■ WHAT IS EXPECTED ■
Please write out the rows again, starting at the line containing "the white cloud." and ending at the end of the rows, and replace "robot" with "machine" while keeping everything else unchanged.

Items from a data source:
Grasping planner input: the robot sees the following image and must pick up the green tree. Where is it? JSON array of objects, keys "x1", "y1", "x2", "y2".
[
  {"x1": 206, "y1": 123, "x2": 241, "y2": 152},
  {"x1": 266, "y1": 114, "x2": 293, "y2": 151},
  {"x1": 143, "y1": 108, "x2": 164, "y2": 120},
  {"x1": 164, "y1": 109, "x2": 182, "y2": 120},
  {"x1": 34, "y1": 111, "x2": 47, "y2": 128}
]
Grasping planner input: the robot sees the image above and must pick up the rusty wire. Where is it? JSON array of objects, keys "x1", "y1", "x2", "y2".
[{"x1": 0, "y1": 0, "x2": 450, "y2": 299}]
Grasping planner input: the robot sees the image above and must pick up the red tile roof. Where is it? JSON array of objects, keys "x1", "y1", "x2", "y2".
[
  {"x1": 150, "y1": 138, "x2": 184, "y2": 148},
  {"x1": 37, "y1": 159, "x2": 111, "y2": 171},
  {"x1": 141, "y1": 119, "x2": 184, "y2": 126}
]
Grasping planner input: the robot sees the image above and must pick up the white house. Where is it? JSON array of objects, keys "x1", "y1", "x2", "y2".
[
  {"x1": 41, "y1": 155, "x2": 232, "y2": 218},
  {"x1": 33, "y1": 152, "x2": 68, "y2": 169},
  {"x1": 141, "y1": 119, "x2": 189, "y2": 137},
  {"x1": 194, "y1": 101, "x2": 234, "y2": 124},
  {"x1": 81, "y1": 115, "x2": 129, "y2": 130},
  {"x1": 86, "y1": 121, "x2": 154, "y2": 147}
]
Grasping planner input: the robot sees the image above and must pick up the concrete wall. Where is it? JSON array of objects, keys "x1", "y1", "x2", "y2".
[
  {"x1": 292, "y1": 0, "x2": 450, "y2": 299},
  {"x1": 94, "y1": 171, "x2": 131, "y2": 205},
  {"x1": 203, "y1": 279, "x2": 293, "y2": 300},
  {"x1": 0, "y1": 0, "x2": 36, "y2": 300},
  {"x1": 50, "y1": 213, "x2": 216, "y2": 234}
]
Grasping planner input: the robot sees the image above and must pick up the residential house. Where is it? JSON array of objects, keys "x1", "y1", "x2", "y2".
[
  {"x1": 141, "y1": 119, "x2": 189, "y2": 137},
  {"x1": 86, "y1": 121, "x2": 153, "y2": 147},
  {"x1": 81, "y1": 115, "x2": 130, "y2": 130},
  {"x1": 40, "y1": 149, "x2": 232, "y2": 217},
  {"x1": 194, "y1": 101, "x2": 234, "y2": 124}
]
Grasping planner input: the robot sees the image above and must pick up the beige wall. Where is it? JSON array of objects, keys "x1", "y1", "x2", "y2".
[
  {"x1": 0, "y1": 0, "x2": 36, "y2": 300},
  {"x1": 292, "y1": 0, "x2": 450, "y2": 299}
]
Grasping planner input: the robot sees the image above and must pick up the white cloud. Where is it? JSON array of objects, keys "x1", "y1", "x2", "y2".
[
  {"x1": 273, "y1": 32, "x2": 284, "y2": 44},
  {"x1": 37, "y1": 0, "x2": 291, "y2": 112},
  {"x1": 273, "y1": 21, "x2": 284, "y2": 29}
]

■ CORRECT ANSWER ■
Grasping planner input: the machine sees the image above and must pick up the white cloud. Where is it? JSON array of objects, keys "x1", "y1", "x2", "y2".
[
  {"x1": 273, "y1": 32, "x2": 284, "y2": 44},
  {"x1": 37, "y1": 0, "x2": 291, "y2": 112},
  {"x1": 273, "y1": 21, "x2": 284, "y2": 29}
]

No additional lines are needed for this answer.